(Point-per-instance localization data)

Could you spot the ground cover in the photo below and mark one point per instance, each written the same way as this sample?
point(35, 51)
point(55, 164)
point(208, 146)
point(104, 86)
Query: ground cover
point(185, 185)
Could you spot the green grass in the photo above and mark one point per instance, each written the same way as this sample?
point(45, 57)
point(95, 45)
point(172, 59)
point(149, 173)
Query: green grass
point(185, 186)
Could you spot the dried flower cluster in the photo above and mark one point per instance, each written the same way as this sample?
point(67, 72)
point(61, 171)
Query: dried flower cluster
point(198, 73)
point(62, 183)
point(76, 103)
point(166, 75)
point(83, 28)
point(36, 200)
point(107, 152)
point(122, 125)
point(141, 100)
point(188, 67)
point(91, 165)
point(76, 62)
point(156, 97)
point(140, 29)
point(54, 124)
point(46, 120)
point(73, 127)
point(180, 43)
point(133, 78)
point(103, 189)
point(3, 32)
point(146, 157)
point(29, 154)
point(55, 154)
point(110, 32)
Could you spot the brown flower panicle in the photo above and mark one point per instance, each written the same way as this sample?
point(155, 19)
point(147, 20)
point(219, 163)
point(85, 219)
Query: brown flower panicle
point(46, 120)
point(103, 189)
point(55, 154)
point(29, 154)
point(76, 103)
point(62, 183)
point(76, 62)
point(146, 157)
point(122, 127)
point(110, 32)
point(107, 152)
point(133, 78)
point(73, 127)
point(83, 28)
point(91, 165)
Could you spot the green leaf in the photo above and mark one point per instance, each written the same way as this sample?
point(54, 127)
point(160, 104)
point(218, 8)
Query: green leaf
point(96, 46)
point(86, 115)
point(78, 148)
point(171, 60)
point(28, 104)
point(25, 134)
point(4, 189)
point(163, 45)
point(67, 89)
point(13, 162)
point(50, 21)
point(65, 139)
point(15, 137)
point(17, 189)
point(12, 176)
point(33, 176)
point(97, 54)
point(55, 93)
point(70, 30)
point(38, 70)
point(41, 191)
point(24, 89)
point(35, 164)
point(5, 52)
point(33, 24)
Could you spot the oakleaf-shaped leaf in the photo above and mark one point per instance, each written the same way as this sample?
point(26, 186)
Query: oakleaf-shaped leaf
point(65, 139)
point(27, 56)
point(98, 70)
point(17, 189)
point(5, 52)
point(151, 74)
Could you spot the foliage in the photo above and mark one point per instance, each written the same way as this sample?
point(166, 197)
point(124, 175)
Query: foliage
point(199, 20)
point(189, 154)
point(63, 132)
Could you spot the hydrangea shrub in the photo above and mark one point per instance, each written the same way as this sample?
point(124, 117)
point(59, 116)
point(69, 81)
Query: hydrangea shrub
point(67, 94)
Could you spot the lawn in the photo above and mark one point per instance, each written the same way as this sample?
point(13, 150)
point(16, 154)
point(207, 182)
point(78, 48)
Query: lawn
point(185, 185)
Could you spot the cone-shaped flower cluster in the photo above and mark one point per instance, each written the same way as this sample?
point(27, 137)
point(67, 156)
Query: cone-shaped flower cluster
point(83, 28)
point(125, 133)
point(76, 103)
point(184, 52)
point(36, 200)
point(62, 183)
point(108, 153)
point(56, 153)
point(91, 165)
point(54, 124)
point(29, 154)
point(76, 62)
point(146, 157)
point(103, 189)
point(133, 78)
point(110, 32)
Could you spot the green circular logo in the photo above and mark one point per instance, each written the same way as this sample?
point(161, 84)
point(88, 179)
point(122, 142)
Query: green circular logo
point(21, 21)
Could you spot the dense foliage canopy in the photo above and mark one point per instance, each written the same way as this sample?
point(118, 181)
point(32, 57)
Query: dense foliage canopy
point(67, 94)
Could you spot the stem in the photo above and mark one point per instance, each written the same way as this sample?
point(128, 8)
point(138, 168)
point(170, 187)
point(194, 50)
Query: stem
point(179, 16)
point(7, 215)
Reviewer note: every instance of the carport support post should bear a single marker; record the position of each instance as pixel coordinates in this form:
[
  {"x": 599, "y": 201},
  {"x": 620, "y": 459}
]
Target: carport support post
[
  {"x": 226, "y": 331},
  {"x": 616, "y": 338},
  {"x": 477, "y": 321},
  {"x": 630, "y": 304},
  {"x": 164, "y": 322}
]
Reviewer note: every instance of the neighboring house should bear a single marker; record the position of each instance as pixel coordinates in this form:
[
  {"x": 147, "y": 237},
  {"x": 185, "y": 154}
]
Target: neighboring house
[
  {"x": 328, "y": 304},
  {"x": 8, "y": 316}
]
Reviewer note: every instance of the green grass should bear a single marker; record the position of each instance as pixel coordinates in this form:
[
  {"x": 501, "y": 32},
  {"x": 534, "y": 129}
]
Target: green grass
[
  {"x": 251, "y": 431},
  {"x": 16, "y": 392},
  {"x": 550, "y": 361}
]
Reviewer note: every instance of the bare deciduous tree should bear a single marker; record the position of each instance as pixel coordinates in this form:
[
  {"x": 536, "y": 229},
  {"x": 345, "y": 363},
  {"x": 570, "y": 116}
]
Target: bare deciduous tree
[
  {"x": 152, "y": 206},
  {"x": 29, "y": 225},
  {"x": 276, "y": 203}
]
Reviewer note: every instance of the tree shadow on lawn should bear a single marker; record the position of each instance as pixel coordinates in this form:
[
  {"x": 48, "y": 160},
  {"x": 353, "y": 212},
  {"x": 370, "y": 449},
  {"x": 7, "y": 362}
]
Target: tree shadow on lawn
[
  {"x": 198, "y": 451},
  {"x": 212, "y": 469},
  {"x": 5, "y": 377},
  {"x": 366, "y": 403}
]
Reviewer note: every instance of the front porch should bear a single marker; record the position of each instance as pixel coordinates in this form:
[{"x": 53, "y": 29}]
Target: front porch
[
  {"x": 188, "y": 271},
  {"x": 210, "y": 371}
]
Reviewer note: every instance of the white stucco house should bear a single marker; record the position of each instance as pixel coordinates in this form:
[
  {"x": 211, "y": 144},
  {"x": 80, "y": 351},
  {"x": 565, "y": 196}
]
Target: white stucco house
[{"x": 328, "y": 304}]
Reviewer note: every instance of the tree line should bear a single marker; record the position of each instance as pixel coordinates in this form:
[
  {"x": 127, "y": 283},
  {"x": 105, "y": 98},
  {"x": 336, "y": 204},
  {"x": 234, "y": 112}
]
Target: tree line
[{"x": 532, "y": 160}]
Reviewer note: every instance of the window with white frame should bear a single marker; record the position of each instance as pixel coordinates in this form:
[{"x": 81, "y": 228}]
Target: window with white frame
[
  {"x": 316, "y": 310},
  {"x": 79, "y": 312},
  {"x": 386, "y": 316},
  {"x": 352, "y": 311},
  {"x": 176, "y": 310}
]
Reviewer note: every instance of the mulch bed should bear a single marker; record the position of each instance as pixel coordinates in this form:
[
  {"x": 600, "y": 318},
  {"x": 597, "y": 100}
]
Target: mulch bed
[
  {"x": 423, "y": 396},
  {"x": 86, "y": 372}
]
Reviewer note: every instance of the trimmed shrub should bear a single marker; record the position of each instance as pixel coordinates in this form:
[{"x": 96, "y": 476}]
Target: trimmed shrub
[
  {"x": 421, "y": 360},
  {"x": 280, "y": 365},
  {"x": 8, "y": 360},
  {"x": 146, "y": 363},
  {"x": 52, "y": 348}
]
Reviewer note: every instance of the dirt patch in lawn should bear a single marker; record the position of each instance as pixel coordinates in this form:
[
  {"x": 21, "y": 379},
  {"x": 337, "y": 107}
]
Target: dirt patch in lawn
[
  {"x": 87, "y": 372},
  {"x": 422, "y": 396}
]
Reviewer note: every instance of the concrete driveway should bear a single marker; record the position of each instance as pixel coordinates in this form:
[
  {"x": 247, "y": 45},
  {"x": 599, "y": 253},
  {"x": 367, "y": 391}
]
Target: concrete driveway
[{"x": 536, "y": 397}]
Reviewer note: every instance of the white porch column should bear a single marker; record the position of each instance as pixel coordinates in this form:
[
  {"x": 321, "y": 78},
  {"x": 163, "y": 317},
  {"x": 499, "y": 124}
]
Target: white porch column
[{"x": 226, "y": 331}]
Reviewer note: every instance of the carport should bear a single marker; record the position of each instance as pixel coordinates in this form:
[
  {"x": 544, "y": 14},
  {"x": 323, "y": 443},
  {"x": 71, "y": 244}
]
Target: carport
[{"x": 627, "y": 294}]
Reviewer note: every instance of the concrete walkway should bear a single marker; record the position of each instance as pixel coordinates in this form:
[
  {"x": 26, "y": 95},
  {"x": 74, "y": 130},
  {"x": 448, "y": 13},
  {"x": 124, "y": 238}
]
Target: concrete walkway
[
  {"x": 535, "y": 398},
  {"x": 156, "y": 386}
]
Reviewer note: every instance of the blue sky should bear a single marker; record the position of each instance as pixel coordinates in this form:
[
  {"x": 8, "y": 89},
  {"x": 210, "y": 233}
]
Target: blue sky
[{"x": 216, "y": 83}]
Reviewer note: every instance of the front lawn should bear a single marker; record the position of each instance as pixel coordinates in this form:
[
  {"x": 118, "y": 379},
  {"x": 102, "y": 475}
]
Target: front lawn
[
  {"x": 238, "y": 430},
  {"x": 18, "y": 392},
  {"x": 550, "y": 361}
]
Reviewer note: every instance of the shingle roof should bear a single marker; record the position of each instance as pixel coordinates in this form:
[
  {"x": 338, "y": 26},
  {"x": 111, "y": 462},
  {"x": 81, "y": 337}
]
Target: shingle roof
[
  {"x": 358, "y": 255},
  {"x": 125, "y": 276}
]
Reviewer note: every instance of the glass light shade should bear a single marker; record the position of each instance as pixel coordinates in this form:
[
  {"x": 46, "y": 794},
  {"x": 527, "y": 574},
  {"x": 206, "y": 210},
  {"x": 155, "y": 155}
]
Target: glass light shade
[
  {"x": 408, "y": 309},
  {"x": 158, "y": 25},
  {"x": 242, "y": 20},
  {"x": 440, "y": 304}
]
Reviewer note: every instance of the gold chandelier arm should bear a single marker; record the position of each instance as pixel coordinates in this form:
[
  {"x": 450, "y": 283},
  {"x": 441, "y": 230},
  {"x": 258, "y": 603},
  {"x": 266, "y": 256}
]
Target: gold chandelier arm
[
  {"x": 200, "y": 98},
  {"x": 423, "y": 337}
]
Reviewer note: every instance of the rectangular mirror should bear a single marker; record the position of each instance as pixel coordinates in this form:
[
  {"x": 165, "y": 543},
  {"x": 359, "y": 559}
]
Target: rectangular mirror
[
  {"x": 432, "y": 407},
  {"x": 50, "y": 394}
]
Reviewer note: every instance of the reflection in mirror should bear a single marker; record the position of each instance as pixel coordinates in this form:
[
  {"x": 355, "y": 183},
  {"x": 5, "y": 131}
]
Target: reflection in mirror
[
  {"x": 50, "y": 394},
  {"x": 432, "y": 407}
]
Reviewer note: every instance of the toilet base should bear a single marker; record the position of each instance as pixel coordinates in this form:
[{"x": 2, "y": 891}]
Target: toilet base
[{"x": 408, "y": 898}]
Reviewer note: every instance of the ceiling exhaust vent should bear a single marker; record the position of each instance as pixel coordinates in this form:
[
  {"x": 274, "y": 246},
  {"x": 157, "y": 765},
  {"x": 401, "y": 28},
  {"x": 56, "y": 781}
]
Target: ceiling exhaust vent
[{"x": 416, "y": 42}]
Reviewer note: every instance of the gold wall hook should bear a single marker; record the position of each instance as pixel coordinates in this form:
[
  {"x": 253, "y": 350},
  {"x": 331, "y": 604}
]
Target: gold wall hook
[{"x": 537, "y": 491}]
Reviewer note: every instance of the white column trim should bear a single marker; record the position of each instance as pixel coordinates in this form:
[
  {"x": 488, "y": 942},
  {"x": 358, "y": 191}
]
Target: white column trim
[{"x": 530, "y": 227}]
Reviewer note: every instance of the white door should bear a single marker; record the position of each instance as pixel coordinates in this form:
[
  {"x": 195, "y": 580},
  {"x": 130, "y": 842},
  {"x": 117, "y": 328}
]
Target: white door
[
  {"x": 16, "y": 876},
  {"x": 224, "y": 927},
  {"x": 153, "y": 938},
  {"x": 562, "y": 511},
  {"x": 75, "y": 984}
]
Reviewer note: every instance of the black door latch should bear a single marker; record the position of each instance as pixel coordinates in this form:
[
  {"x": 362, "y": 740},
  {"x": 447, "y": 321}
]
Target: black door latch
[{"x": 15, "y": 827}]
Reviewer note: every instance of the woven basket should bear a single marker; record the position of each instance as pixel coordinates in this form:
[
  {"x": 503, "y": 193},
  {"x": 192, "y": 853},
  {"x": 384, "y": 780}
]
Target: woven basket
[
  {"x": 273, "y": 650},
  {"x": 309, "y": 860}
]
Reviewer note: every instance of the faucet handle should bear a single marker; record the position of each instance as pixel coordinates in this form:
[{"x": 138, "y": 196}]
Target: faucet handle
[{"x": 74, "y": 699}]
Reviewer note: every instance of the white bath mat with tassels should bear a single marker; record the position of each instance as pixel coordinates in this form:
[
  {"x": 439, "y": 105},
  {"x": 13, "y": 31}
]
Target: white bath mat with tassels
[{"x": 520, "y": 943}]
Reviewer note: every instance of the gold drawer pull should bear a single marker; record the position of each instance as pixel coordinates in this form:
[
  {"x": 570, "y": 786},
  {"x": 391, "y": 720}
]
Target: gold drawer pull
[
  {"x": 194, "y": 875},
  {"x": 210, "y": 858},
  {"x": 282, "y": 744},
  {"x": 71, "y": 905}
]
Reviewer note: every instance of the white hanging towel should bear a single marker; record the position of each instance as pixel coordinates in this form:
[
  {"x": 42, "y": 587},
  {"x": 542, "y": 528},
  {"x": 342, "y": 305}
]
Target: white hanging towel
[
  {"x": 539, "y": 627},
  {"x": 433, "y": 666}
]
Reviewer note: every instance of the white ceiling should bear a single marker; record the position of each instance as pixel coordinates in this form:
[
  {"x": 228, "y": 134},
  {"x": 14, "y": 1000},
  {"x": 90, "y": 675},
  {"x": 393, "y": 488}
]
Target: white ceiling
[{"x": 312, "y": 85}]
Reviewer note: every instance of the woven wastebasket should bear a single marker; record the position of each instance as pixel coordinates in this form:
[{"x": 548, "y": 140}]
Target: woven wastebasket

▶ _Your task_: Give back the entries above exactly as they are, from their first line through the line that contains "point(61, 171)", both included, with nothing else.

▶ _Written solution_:
Could you spot the ground cover in the photo below and mark one point per instance, each written the same way as this sample?
point(35, 51)
point(55, 164)
point(208, 146)
point(104, 86)
Query: ground cover
point(185, 185)
Could you spot the green grass in the photo above and mark one point per instance, each written the same way as this sample?
point(45, 57)
point(95, 45)
point(172, 59)
point(149, 173)
Query: green grass
point(185, 186)
Could you spot the dried flower cluster in the photo above and mark one point per instance, each written the same way as this sample?
point(67, 72)
point(61, 171)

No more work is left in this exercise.